_Task prompt_
Return each line, exactly as given, from the one containing "Would you kindly indicate the dark jacket" through the end of the entries below, and skip the rest.
------ The records
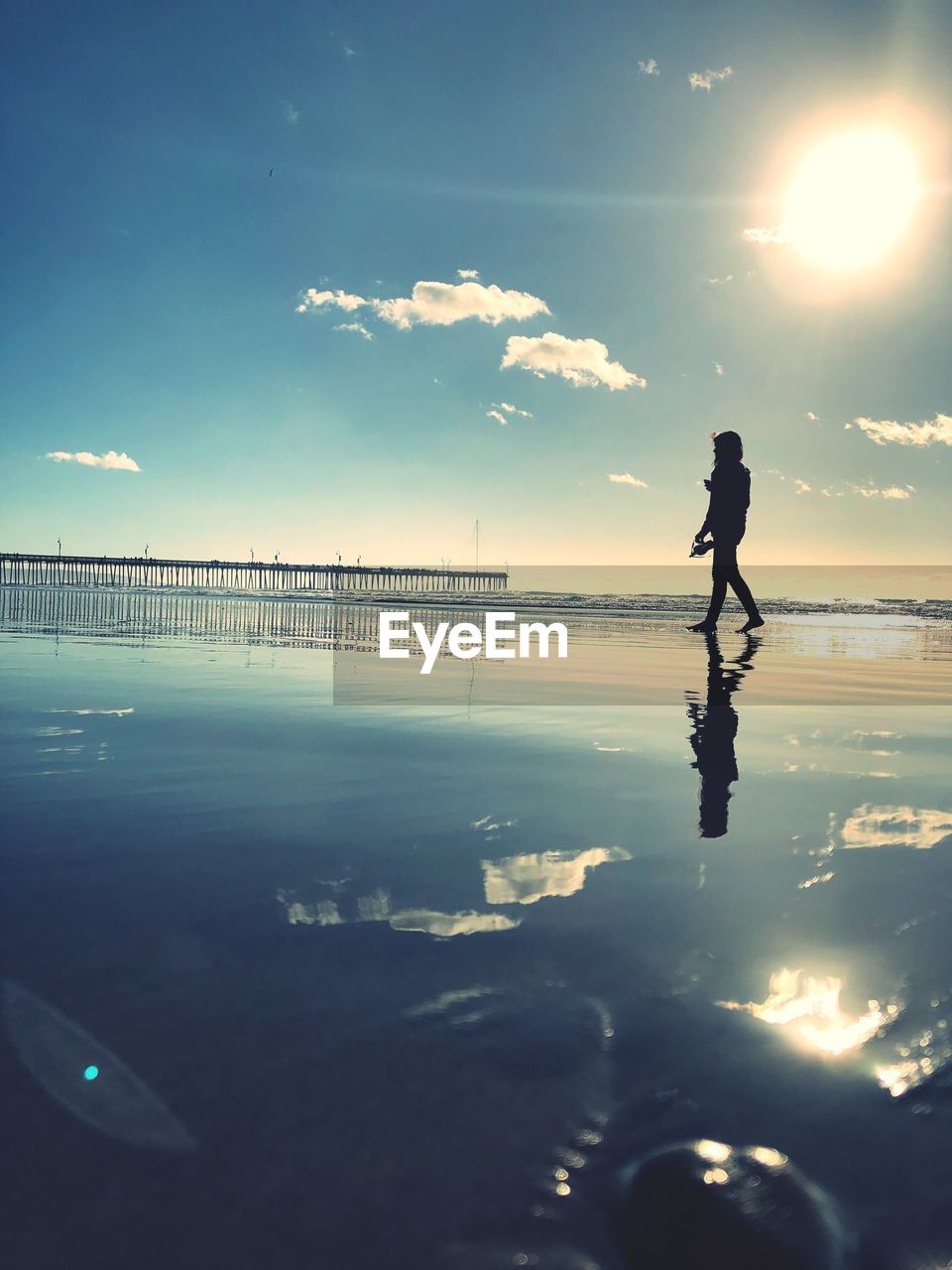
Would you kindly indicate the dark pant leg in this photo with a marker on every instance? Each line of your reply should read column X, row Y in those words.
column 725, row 564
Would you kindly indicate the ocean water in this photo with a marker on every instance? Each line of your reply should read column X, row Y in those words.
column 287, row 982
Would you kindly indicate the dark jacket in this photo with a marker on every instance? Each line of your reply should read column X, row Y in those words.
column 730, row 499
------------
_Solution to the exercise_
Would you kindly indicate the dark jacket in this photo with a marker on every instance? Each line of your reply should read column X, row Y in those words.
column 730, row 499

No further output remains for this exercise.